• **作業指示 1**
提示本文で、看護師等の派遣労働者として働いた者が医療安全上の課題として具体的に挙げた項目を、すべて列挙してください。
• **作業指示 2**
提示本文のうち「同調査によれば、まず、事業所」を含む箇所から「て多い回答結果を示している。」までを書き出し、その中の「指揮命令系統」をすべて「指示系統」に書き換えてください。
• **作業指示 3**
提示本文によると、厚生労働省が「福祉及び介護施設における看護師の日雇派遣に関するニーズ等の実態調査集計結果」を公表したのはいつですか。

━━ 提示本文

7 今回の政令改正案を延長すると、将来的には医療・福祉の現場に、労働者派遣という間接雇用を広く導入することになり、その弊害が強く危惧される。
現行法上例外的に派遣されている看護師について、既に多くの問題点があることは、厚生労働省が、2020 年 2 月に公表した「福祉及び介護施設における看護師の日雇派遣に関するニーズ等の実態調査集計結果」に現れている。
同調査によれば、まず、事業所へのアンケートでは、「看護職員の派遣労働者に関する雇用管理上の課題」として、介護サービス事業所では、「契約の範囲外の業務や、想定外の業務の実施(12.0%)」「指揮命令系統が不明確(11.1%)」「サービス利用者とのトラブル(11.5%)」が目立ち、障害福祉サービス事業所では、「契約の範囲外の業務や、想定外の業務の実施(27.3%)」「不適切な労働時間管理(就業日・就業時間・休憩時間・時間外労働・休暇)(18.2%)」が、児童福祉施設では「契約の範囲外の業務や、想定外の業務の実施(15.4%)」「指揮命令系統が不明確(15.4%)」など、使用者が異なる派遣看護師が、間接雇用によってチームとしての連携に問題があることが明らかになっている。また、看護職員の派遣労働者に関する医療安全管理上の課題としても、介護サービス事業所、障害福祉サービス事業所ともに約半数が問題があることを回答し、「利用者にかかる情報収集が不十分」「起こりやすい医療事故等について、十分把握できていない」の回答が共通して多く、介護サービス事業所では、さらに、「医療安全を推進する上で、同僚とのコミュニケーションが不足している」「事故発生時、どのように対応すれば良いか、わからない」など、介護事故につながる憂慮す べき回答が多い。また、短期派遣看護職員に対する懸念点についても「労働期間が短期であるため、チームでの役割を発揮しにくい」が、三種の事業所ともに〔介護(64.7%)、障害(50.4%)、児童(55.9%)〕、際立って多い回答結果を示している。
また、看護師等の派遣労働者として働いた者への調査回答は 108 名と多くないが、感じた雇用管理上の課題として、57.4%が課題があるとし、「契約の範囲外の業務や、想定外の業務の実施(24.1%)」「指揮命令系統が不明確(20.4%)」が多く、看護師等の派遣労働者として働く上で感じた医療安全上の課題としては、74.1%が課題があるとし、具体的には「どのような体制で、医療安全管理 が行われているかがわからない(39.8%)」「利用者の情報収集をする時間が不十分(35.2%)」「医療安全に関するマニュアルを把握する機会がない(27.8%)」の順となっている。

━━━━
━━ 記録データ

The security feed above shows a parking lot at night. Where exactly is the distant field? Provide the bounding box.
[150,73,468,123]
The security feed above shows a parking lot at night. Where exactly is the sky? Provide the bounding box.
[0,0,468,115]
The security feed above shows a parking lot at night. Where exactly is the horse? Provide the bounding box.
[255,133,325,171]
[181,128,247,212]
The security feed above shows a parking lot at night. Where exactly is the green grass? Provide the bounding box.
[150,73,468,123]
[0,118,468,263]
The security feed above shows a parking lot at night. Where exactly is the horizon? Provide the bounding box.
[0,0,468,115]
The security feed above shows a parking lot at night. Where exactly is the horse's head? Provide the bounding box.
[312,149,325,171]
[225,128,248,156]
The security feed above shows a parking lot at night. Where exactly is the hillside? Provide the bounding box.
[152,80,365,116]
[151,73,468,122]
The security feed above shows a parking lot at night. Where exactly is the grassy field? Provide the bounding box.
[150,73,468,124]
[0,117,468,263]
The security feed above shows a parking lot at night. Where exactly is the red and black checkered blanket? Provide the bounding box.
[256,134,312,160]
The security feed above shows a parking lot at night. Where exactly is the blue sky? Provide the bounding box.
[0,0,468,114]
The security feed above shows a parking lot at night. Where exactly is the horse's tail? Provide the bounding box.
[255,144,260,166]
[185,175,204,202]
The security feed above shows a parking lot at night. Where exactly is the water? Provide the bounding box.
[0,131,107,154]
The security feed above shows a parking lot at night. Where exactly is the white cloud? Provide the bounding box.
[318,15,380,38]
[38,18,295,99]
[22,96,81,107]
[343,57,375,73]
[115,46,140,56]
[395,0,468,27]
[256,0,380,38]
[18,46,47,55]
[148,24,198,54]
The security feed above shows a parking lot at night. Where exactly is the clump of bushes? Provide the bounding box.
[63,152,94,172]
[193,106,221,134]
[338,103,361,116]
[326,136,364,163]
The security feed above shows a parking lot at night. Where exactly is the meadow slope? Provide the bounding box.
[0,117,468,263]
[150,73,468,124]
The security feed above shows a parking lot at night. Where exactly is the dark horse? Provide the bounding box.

━━━━
━━ 記録データ

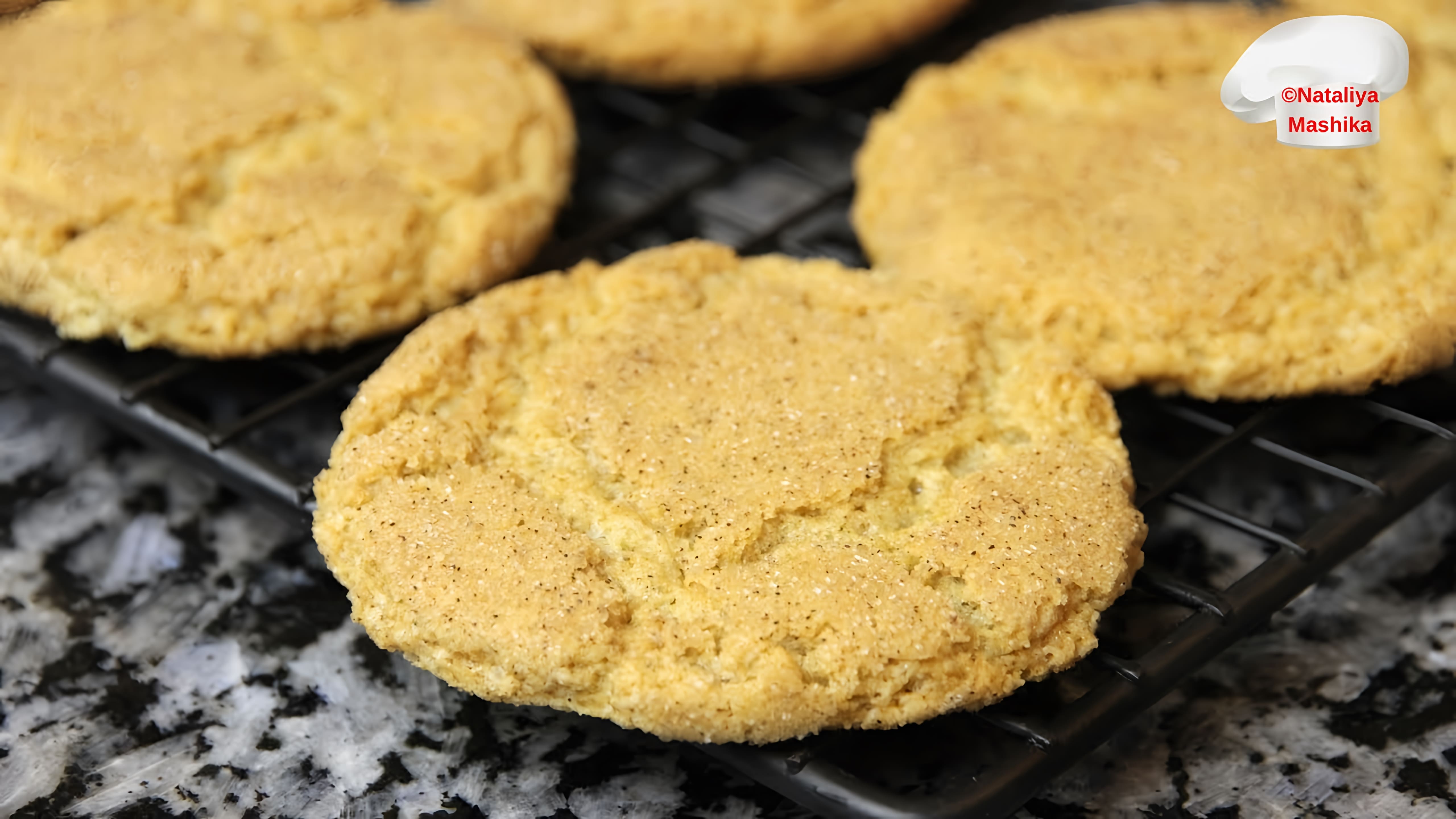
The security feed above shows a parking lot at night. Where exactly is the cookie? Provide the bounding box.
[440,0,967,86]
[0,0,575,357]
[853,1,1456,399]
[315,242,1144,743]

━━━━

• **回答 1**
・どのような体制で、医療安全管理が行われているかがわからない(39.8%)
・利用者の情報収集をする時間が不十分(35.2%)
・医療安全に関するマニュアルを把握する機会がない(27.8%)

• **回答 2**
同調査によれば、まず、事業所へのアンケートでは、「看護職員の派遣労働者に関する雇用管理上の課題」として、介護サービス事業所では、「契約の範囲外の業務や、想定外の業務の実施(12.0%)」「指示系統が不明確(11.1%)」「サービス利用者とのトラブル(11.5%)」が目立ち、障害福祉サービス事業所では、「契約の範囲外の業務や、想定外の業務の実施(27.3%)」「不適切な労働時間管理(就業日・就業時間・休憩時間・時間外労働・休暇)(18.2%)」が、児童福祉施設では「契約の範囲外の業務や、想定外の業務の実施(15.4%)」「指示系統が不明確(15.4%)」など、使用者が異なる派遣看護師が、間接雇用によってチームとしての連携に問題があることが明らかになっている。また、看護職員の派遣労働者に関する医療安全管理上の課題としても、介護サービス事業所、障害福祉サービス事業所ともに約半数が問題があることを回答し、「利用者にかかる情報収集が不十分」「起こりやすい医療事故等について、十分把握できていない」の回答が共通して多く、介護サービス事業所では、さらに、「医療安全を推進する上で、同僚とのコミュニケーションが不足している」「事故発生時、どのように対応すれば良いか、わからない」など、介護事故につながる憂慮す べき回答が多い。また、短期派遣看護職員に対する懸念点についても「労働期間が短期であるため、チームでの役割を発揮しにくい」が、三種の事業所ともに〔介護(64.7%)、障害(50.4%)、児童(55.9%)〕、際立って多い回答結果を示している。

• **回答 3**
2020年2月です。